→ **TASK TO COMPLETE**: Your copy of the entries below should hold exactly the lines from the one containing "Target: blue and white mug" to the one containing "Target: bathroom wooden floor", inclusive, and no pictures.

═══ EXTRACTED ENTRIES

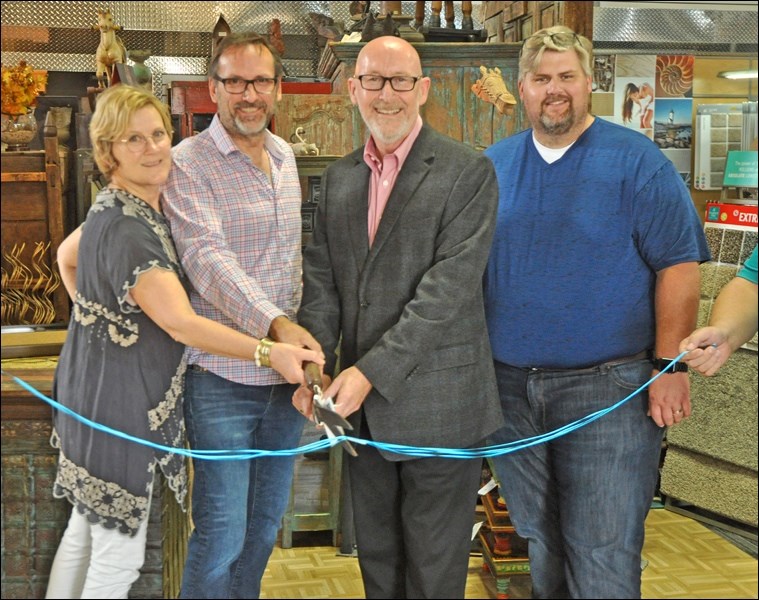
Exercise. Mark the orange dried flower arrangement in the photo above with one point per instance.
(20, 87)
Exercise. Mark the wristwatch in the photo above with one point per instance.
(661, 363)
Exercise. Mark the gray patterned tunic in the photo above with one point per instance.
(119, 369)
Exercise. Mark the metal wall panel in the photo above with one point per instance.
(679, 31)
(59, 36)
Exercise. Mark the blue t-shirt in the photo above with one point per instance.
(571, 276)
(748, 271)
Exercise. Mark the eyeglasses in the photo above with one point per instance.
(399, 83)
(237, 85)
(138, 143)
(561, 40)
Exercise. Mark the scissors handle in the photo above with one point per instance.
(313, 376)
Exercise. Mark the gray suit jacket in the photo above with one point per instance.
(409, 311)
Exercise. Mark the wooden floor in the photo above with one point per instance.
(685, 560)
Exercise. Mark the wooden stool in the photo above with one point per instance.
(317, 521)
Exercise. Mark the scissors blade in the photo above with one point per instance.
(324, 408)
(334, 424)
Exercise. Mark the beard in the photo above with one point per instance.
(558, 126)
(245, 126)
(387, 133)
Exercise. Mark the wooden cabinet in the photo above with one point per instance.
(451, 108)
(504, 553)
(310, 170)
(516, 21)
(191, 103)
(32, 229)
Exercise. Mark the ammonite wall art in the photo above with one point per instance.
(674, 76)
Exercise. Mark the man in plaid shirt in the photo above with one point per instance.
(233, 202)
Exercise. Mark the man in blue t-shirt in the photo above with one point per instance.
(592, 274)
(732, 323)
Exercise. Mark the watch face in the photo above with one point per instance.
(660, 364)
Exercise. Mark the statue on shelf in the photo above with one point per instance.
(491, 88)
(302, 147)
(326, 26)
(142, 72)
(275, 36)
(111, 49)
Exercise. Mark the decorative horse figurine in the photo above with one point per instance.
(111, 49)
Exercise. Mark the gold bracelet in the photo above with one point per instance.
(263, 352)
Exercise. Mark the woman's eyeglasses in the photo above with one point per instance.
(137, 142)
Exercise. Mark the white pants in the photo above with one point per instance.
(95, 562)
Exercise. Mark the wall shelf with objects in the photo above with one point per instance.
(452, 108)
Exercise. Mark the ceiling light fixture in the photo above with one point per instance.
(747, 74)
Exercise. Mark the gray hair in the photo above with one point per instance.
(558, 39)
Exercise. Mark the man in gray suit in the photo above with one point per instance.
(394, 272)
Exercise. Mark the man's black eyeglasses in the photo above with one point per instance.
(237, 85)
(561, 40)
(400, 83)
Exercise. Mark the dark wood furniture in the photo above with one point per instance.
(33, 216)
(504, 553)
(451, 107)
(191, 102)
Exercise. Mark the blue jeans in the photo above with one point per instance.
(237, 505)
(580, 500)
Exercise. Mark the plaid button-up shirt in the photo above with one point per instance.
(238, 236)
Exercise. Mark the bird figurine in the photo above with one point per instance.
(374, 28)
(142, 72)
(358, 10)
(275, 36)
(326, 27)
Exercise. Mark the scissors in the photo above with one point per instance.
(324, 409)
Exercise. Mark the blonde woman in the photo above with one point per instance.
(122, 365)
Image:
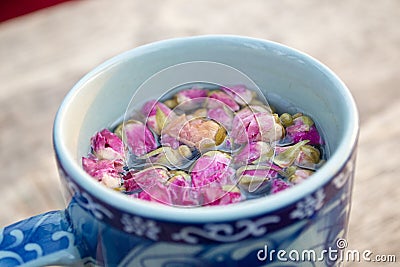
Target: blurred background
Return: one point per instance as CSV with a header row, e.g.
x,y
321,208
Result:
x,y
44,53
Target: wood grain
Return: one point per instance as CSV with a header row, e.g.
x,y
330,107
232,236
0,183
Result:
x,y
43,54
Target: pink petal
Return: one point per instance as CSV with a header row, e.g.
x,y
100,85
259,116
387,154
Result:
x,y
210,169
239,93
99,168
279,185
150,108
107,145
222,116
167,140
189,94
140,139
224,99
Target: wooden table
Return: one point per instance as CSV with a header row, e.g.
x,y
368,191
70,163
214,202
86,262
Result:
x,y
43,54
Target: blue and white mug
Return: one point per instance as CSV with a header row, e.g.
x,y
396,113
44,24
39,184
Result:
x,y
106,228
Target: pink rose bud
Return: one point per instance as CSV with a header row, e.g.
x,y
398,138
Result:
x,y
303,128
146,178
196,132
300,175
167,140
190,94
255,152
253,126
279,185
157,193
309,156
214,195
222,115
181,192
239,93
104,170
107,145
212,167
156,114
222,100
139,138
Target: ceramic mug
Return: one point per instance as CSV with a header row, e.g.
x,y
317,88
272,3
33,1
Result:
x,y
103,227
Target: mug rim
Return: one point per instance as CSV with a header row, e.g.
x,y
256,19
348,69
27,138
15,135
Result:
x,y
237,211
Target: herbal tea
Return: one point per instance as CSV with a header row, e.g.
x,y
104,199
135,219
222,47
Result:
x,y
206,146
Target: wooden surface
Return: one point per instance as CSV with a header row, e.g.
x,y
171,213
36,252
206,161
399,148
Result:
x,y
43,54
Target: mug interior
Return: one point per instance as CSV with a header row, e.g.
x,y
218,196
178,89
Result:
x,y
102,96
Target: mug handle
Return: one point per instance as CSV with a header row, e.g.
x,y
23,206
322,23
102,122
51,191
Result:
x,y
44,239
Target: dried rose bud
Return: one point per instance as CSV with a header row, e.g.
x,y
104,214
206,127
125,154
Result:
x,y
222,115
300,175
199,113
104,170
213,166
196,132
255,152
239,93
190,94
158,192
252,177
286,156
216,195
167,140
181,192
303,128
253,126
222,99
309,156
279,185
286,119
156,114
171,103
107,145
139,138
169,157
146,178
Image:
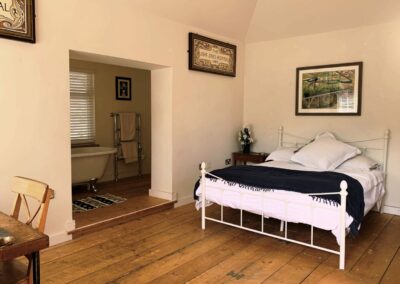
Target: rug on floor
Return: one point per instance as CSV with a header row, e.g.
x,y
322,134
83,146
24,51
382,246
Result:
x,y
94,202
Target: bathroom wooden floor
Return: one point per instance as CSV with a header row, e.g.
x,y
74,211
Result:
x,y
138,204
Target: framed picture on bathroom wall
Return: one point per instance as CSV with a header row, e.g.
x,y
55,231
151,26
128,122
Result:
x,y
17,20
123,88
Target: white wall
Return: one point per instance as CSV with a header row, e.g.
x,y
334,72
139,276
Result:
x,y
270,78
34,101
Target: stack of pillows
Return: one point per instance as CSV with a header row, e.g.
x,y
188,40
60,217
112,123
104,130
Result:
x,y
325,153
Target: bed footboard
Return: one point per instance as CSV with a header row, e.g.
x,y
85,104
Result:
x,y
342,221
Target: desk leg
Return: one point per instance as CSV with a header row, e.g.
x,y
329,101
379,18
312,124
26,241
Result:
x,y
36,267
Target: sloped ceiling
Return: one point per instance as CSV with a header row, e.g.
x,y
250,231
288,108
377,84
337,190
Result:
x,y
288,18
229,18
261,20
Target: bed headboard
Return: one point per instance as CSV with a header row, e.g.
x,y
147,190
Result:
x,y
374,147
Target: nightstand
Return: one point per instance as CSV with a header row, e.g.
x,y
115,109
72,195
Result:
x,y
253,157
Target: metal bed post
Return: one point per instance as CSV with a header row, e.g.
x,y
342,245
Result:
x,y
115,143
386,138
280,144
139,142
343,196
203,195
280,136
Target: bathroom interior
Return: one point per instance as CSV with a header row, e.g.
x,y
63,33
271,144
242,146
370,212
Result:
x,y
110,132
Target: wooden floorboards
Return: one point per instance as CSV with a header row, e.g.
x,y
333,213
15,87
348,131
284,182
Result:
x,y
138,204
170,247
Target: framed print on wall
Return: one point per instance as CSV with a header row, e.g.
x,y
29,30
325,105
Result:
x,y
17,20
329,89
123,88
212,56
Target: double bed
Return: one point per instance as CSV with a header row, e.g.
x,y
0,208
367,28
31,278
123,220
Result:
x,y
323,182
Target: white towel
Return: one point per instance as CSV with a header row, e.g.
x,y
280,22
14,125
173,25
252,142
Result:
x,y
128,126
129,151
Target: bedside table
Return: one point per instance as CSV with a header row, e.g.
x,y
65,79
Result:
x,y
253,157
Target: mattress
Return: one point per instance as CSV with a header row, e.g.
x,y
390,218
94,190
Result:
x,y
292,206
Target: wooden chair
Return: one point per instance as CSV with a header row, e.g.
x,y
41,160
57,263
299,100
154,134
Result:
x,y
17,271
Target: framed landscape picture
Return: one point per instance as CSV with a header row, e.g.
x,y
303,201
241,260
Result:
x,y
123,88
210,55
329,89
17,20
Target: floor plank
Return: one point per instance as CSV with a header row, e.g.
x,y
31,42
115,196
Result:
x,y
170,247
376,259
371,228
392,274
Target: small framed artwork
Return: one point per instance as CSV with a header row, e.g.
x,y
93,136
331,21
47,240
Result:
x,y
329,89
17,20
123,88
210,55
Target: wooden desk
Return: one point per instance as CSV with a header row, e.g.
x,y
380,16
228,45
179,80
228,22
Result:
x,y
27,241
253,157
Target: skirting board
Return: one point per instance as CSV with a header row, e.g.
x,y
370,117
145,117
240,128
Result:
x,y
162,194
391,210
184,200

══════

→ **ANSWER TO THE EXERCISE**:
Target: blue and white mug
Return: one point per instance as CSV with a header row, e.g.
x,y
396,113
44,24
39,184
Result:
x,y
106,228
Target: pink rose bud
Return: one point per instance as CSV with a header row, e.g.
x,y
398,138
Result:
x,y
303,128
146,178
196,132
300,175
167,140
190,94
255,152
253,126
279,185
157,193
309,156
214,195
222,115
181,192
239,93
104,170
107,145
212,167
156,114
222,100
139,138
Target: ceramic mug
Return: one point per instance as CSV with a header row, e.g.
x,y
317,88
272,3
33,1
Result:
x,y
103,227
Target: mug rim
Return: one point per instance as CSV with a header row, e.g.
x,y
256,19
348,69
27,138
15,135
Result:
x,y
237,211
Target: herbal tea
Return: one point per instance as CSV with a header row, e.g.
x,y
104,199
135,219
222,47
Result:
x,y
206,146
Target: wooden surface
Return: one point per instance as CSV with a header row, e.g.
x,y
171,213
36,252
206,161
399,148
Result:
x,y
43,54
Target: mug interior
Return: one point per instance as CSV with a header row, e.g.
x,y
218,196
178,89
Result:
x,y
102,96
Target: mug handle
Return: one point per instance as CSV with a header row, e.g.
x,y
23,206
322,23
102,122
51,191
Result:
x,y
44,239
Target: dried rose bud
Return: one point per instance as CSV with a header row, e.g.
x,y
104,214
206,127
125,154
Result:
x,y
222,115
300,175
199,113
104,170
213,166
196,132
255,152
239,93
190,94
158,192
252,177
286,156
216,195
167,140
181,192
303,128
253,126
222,99
309,156
279,185
286,119
156,114
171,103
107,145
139,138
169,157
146,178
Image:
Target: rug on floor
Return: one point per instance as CSV with a header row, e.g.
x,y
322,134
83,146
24,51
382,246
Result:
x,y
94,202
Target: bathroom wooden floor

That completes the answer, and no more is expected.